Условие задачи
Укажите, в скольких строках пунктов ниже встречается слово «shirt». В ответе дайте только число.
:: Записи для обработки
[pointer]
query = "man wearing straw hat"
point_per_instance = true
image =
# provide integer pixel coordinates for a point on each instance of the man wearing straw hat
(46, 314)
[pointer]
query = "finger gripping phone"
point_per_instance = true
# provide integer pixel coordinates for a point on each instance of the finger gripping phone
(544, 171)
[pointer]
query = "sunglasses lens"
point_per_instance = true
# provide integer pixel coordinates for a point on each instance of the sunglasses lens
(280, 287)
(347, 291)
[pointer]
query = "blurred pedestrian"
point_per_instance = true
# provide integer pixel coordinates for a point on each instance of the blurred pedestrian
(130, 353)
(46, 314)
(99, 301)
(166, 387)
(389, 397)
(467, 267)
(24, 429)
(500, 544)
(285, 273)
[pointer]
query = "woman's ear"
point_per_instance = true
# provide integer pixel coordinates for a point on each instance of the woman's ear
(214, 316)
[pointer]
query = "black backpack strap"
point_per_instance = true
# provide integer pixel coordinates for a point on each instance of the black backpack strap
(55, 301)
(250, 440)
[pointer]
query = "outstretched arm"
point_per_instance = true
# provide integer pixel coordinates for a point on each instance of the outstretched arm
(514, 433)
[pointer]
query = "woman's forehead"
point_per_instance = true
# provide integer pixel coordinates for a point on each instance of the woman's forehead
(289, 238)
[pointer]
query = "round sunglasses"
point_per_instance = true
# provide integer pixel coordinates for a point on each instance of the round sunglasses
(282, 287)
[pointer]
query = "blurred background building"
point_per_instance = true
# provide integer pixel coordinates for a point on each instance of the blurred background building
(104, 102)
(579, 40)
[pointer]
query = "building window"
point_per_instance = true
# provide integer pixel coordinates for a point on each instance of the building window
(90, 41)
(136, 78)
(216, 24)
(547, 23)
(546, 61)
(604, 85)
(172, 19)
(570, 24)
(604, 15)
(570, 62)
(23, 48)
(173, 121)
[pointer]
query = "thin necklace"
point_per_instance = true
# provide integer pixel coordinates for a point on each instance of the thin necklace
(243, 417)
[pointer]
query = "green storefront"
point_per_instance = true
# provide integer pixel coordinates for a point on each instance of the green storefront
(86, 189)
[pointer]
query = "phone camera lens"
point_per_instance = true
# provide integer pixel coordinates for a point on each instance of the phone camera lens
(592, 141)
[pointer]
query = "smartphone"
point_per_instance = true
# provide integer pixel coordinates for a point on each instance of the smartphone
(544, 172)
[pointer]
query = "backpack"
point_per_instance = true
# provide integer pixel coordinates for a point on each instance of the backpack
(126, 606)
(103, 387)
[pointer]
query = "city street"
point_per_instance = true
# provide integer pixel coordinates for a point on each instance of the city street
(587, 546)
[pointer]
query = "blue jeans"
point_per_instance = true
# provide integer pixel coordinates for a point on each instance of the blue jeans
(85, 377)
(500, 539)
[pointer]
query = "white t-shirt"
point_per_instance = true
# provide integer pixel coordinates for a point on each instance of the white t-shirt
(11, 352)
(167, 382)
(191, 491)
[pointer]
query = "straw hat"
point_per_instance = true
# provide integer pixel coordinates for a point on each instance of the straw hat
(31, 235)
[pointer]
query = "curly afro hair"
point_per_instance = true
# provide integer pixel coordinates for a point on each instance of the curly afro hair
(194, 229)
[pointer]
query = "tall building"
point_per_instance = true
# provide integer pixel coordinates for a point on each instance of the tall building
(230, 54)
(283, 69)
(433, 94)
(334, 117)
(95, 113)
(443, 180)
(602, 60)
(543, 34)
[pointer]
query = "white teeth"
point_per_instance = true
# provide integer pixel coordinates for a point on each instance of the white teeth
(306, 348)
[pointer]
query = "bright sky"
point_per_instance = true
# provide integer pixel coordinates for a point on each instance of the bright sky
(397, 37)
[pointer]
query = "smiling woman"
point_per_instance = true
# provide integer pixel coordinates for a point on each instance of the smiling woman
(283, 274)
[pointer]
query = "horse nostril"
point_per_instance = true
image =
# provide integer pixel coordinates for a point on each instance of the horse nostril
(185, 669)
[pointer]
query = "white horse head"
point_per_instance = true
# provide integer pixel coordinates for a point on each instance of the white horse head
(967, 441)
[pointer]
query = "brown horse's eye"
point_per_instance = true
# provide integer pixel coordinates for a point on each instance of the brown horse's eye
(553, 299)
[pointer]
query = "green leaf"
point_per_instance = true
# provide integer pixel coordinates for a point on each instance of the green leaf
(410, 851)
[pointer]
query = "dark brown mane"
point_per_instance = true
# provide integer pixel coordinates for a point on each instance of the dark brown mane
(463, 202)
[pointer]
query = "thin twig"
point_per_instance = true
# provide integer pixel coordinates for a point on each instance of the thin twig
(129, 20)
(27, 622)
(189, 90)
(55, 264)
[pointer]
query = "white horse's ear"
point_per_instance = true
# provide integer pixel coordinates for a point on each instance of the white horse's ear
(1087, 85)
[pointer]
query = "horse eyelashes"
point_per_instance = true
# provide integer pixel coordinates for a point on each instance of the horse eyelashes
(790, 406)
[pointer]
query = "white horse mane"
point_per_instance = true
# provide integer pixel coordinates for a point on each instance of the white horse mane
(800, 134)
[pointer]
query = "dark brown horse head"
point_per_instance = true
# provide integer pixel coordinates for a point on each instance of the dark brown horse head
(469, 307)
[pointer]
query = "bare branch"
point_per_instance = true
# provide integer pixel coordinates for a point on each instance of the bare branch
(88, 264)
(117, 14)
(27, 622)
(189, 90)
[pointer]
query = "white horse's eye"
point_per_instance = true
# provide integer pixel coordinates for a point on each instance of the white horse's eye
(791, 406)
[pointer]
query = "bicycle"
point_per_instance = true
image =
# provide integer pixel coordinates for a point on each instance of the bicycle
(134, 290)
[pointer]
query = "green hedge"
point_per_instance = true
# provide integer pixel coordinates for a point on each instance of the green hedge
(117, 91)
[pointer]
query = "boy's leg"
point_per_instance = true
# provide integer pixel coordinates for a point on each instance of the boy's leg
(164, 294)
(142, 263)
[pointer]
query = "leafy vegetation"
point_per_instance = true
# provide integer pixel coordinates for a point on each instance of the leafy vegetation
::::
Решение упражнения
2